O psicanalista Breno Herman Sniker, do departamento de psicanálise do Sedes Sapientiae, afirma que hoje meninos e homens têm dificuldade em lidar com a questão da masculinidade e não sabem como se posicionar de maneira razoável.
"O lugar do homem, que era tido como de respeito, dinheiro e poder, atributos desejados por mulheres que não trabalham, foi transformado pelas mudanças objetivas dos nossos tempos, quando muitas mulheres não precisam mais de um homem para sobreviver. Cria-se um vácuo em que essas ideologias redpill e incel se instalam porque trazem respostas fáceis."
Para ele, a série traz muitas camadas, entre elas, a do bullying que Jamie sofre. "Na idade dele, ser humilhado perante os amigos e colegas é algo mortal e envolve um sentimento de morte mesmo porque não são muitos os mundos em que esses adolescentes podem circular", explica.
A também psicanalista Julieta Jerusalinsky, professora da PUC-SP e diretora do Instituto Travessias da Infância, explica que a passagem para a adolescência tem a complexidade do luto da infância, do brincar e da proteção mais próxima dos pais. "Passa-se a um momento de transição dos laços familiares para os laços sociais, seja nas amizades, nos namoros ou nos interesses de vida. O adolescente é alguém que quer ganhar experiência e, portanto, pode acabar produzindo atos que decisivos para quem ele vai se tornar."
Jerusalinsky aponta que adolescer hoje em dia, no entanto, traz o desafio extra de uma cultura em que as redes sociais ocupam o lugar dos laços sociais, da família e dos namoros.

______________________________

Instrução de trabalho ▸
Escreva a continuação do texto sobre masculinidade e adolescência, partindo do ponto em que ele termina. A listagem é um material independente do texto.

Registros do conjunto de dados ▸
______________________________

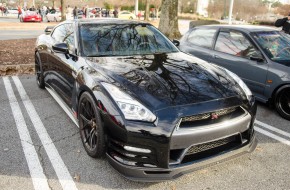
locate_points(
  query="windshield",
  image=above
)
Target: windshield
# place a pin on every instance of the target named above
(123, 39)
(275, 44)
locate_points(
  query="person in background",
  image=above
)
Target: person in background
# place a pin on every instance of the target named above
(32, 8)
(75, 12)
(87, 11)
(69, 12)
(115, 13)
(284, 23)
(19, 11)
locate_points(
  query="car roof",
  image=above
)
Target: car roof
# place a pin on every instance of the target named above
(244, 28)
(105, 21)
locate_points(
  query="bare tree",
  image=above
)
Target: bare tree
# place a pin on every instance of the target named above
(283, 10)
(157, 4)
(168, 24)
(62, 5)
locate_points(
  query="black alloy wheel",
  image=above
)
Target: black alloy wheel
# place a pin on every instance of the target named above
(91, 127)
(39, 72)
(282, 103)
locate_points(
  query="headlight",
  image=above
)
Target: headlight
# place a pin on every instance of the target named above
(131, 108)
(241, 83)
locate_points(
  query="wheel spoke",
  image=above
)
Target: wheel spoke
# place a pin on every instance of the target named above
(84, 106)
(87, 121)
(92, 137)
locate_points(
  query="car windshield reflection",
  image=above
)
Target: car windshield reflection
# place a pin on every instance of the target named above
(122, 40)
(275, 44)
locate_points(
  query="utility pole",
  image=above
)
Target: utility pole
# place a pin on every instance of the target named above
(231, 12)
(136, 7)
(225, 3)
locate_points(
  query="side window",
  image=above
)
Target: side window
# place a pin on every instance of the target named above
(69, 35)
(235, 43)
(59, 33)
(202, 37)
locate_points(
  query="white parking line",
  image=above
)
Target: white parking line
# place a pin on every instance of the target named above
(36, 171)
(60, 168)
(264, 132)
(272, 128)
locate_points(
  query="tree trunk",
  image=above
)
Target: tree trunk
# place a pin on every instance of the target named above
(147, 13)
(168, 24)
(62, 5)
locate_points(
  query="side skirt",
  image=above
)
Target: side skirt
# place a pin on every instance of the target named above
(62, 104)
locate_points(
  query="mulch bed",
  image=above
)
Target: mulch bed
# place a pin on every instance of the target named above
(17, 56)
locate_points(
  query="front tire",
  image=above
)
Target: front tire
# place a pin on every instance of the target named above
(282, 103)
(39, 72)
(91, 126)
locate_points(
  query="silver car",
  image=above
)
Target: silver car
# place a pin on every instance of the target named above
(259, 55)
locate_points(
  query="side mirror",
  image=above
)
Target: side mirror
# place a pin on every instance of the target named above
(60, 48)
(257, 58)
(176, 42)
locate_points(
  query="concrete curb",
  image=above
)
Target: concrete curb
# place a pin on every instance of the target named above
(16, 69)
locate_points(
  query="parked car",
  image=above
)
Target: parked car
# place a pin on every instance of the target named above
(30, 16)
(13, 11)
(54, 16)
(156, 112)
(259, 55)
(126, 15)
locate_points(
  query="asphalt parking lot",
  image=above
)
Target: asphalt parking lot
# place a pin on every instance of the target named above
(41, 147)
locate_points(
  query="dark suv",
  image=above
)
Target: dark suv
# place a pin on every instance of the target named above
(259, 55)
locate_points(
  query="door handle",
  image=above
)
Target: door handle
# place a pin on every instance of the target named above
(216, 56)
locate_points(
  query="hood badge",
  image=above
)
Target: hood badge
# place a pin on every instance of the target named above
(214, 116)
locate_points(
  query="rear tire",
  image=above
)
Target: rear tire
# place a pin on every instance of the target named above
(91, 126)
(39, 72)
(282, 103)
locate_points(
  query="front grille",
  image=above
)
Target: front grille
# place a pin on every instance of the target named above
(206, 150)
(207, 146)
(208, 115)
(211, 117)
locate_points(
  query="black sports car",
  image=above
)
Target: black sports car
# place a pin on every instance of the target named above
(156, 112)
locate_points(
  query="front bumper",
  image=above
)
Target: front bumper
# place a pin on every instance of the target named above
(161, 174)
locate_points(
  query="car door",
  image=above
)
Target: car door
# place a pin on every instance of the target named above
(199, 42)
(236, 52)
(63, 67)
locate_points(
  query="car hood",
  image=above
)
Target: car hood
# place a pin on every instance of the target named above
(164, 80)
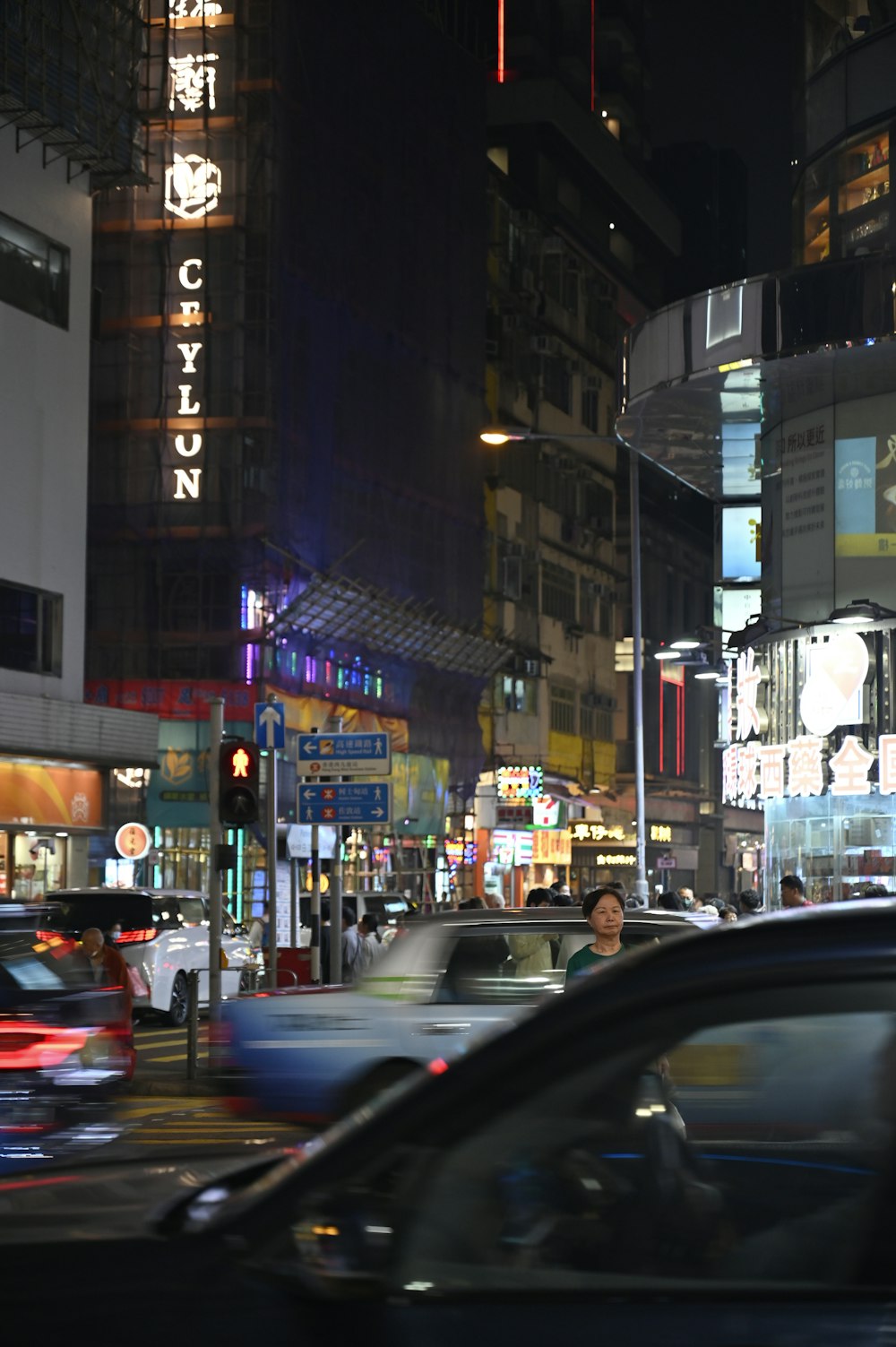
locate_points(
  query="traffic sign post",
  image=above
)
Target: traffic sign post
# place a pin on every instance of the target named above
(353, 803)
(344, 755)
(270, 723)
(270, 733)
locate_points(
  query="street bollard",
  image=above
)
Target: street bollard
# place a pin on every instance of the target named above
(193, 1024)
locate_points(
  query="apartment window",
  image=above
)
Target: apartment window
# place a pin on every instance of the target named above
(34, 272)
(30, 631)
(596, 723)
(590, 409)
(515, 694)
(562, 710)
(558, 591)
(556, 383)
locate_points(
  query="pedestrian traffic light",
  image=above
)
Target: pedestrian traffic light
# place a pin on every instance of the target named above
(237, 782)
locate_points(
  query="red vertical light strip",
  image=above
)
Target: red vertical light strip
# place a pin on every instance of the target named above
(500, 40)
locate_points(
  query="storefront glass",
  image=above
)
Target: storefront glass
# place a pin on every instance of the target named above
(837, 846)
(844, 201)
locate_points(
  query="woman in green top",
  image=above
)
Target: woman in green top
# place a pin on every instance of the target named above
(604, 911)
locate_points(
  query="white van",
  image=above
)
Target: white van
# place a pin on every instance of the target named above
(163, 934)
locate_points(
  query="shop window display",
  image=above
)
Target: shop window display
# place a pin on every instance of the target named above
(845, 201)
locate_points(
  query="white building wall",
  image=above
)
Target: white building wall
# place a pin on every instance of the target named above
(43, 415)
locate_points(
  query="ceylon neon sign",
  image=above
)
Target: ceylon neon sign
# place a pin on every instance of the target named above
(192, 190)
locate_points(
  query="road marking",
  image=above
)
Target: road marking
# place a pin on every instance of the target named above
(178, 1057)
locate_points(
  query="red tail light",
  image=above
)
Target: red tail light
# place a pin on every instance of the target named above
(31, 1047)
(136, 937)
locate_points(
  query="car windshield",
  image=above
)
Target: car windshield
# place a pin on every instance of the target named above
(103, 910)
(31, 963)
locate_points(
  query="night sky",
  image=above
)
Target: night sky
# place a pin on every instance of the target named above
(725, 73)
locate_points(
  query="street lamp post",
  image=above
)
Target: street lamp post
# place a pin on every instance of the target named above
(499, 436)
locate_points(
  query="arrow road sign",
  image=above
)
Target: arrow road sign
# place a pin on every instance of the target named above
(344, 755)
(345, 802)
(270, 725)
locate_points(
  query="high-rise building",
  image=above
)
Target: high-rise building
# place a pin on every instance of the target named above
(581, 241)
(67, 127)
(773, 398)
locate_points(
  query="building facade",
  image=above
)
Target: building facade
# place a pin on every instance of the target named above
(286, 487)
(784, 383)
(581, 244)
(69, 125)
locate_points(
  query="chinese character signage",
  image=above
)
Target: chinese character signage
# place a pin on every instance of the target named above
(195, 176)
(797, 768)
(521, 782)
(551, 846)
(599, 834)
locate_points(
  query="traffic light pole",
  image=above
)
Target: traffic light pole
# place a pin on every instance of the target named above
(216, 734)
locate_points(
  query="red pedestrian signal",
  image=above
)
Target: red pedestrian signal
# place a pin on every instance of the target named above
(237, 782)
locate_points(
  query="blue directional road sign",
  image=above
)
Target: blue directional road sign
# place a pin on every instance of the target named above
(344, 755)
(270, 725)
(345, 802)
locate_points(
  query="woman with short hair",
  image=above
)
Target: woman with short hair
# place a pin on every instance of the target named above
(604, 910)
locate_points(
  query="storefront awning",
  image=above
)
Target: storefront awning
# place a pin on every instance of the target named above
(334, 608)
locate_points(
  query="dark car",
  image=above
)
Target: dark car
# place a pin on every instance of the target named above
(65, 1043)
(695, 1144)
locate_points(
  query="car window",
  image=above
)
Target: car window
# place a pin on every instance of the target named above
(75, 912)
(192, 912)
(749, 1149)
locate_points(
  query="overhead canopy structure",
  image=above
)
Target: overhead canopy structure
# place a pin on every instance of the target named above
(69, 78)
(336, 608)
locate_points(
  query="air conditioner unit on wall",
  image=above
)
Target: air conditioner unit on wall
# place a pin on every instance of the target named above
(546, 345)
(513, 578)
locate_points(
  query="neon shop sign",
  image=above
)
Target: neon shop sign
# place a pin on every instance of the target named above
(193, 186)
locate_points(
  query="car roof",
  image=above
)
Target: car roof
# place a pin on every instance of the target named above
(803, 945)
(547, 916)
(138, 891)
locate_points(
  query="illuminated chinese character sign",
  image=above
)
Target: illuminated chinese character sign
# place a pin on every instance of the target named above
(833, 694)
(194, 54)
(521, 782)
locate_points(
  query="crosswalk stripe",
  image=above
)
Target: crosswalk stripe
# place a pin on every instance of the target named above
(155, 1039)
(195, 1141)
(178, 1057)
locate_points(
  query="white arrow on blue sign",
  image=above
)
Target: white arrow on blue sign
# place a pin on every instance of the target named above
(345, 802)
(270, 725)
(342, 755)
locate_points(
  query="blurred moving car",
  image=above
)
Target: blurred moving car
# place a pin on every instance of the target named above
(543, 1184)
(163, 935)
(444, 983)
(65, 1043)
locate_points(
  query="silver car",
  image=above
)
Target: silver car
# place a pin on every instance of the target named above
(444, 983)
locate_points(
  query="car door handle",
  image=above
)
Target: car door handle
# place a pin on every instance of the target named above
(435, 1027)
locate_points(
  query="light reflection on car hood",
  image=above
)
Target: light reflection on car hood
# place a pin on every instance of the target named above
(103, 1202)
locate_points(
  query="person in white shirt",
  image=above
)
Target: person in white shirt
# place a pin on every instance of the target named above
(374, 945)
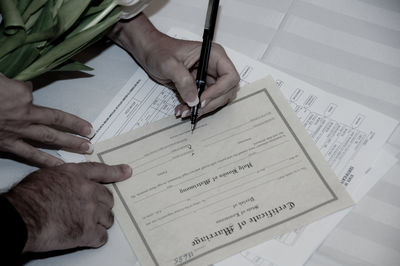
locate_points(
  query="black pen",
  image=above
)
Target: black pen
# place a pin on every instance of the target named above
(208, 35)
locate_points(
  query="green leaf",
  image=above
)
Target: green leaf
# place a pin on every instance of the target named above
(32, 19)
(34, 6)
(69, 13)
(11, 17)
(9, 43)
(22, 5)
(45, 26)
(66, 49)
(73, 66)
(98, 8)
(17, 61)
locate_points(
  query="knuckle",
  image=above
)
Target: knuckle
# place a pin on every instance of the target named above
(87, 190)
(101, 239)
(48, 136)
(111, 218)
(69, 167)
(58, 118)
(7, 144)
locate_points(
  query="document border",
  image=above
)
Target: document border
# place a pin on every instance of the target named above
(264, 90)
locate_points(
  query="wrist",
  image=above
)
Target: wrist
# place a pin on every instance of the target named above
(28, 216)
(13, 230)
(138, 36)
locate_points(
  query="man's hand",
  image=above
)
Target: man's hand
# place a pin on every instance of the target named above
(65, 207)
(172, 62)
(21, 120)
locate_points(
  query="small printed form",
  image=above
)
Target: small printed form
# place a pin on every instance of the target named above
(248, 173)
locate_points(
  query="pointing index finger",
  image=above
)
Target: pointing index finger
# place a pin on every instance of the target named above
(99, 172)
(54, 117)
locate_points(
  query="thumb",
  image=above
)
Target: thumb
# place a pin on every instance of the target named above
(184, 82)
(101, 173)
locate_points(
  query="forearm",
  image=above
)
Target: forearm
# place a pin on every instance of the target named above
(137, 36)
(13, 231)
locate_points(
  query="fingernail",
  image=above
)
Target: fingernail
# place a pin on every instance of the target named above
(185, 113)
(194, 103)
(87, 147)
(58, 163)
(89, 132)
(127, 170)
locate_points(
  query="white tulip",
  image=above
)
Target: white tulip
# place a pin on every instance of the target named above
(129, 9)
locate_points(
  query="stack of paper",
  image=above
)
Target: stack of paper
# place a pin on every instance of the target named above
(350, 136)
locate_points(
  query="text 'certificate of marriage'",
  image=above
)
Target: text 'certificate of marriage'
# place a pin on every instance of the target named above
(247, 173)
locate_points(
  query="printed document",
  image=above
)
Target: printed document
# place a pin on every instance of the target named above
(239, 179)
(142, 101)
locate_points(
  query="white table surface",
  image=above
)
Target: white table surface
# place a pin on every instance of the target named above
(347, 47)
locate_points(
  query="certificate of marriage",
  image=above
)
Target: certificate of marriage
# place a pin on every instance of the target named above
(248, 173)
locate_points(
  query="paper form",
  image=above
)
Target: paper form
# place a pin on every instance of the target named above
(265, 177)
(306, 99)
(296, 247)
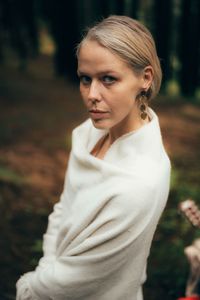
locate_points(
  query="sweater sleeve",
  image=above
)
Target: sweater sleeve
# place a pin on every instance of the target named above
(116, 236)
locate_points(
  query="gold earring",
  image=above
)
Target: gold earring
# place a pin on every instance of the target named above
(143, 105)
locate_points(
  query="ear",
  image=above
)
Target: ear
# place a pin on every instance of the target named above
(147, 77)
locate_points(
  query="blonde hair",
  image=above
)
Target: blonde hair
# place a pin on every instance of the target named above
(130, 40)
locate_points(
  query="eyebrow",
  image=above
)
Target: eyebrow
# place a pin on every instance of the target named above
(79, 72)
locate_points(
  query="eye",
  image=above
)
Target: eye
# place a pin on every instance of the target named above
(108, 79)
(84, 79)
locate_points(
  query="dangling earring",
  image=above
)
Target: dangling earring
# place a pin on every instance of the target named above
(143, 105)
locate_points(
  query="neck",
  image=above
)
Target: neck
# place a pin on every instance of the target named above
(131, 123)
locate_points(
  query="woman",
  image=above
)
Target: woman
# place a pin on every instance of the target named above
(99, 234)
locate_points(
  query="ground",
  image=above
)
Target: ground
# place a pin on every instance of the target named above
(37, 115)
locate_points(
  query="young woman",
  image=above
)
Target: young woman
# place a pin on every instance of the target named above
(99, 234)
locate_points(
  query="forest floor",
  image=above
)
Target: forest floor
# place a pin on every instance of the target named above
(37, 115)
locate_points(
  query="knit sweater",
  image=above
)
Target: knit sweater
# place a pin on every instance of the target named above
(100, 232)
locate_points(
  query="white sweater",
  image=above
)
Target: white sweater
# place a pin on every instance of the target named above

______________________________

Problema resolvido ▸
"Neste contexto, é complicada a função dos pais, que muitas vezes acham que os filhos estão protegidos porque estão no quarto, mas, através da janela virtual, chegam a eles transmissões não mediadas e discursos de intolerância que incentivam a violência com quem é diferente", diz. "É isso o que torna a série tão chocante."
Para ela, a série "não cai na armadilha de diagnosticar este ou aquele personagem, mas revela a complexidade de um laço social que é pervertido pela lógica da fama e da difamação das redes sociais, que impele a atos de violência contra si mesmo e contra os outros".
O remédio, diz, passa por conversar e debater as diferenças e discordâncias.
"O que aconteceu ali e acontece em quase todas as famílias é o abandono digital", diz a juíza Cavalieri. "Isto é, a negligência dos pais no ambiente digital, porque estão muito distraídos com seus trabalhos e seus próprios celulares", aponta. "Isso é uma violência porque coloca crianças e adolescentes em situação de risco extremo, seja porque podem ser tornar vítimas de abusos por quadrilhas digitais, seja porque podem acessar conteúdos inapropriados e perigosos."
Segundo ela, os pais precisam supervisionar o que adolescentes acessam e usar aplicativo de controle parental para monitorá-los e bloquear certos conteúdos.
"Há uma desconexão com a realidade. Os pais entregam aos filhos um produto que ele não tem maturidade para lidar sozinho. A idade mínima para usar WhatsApp é 16 anos. E quantos pais criam contas para os filhos mesmo assim e deixam eles sem monitoramento?", questiona. "Os pais ainda não entenderam que olhar o grupo de Whatsapp não é invadir privacidade, não é como ler um diário. É, sim, como supervisionar seu filho numa praça pública."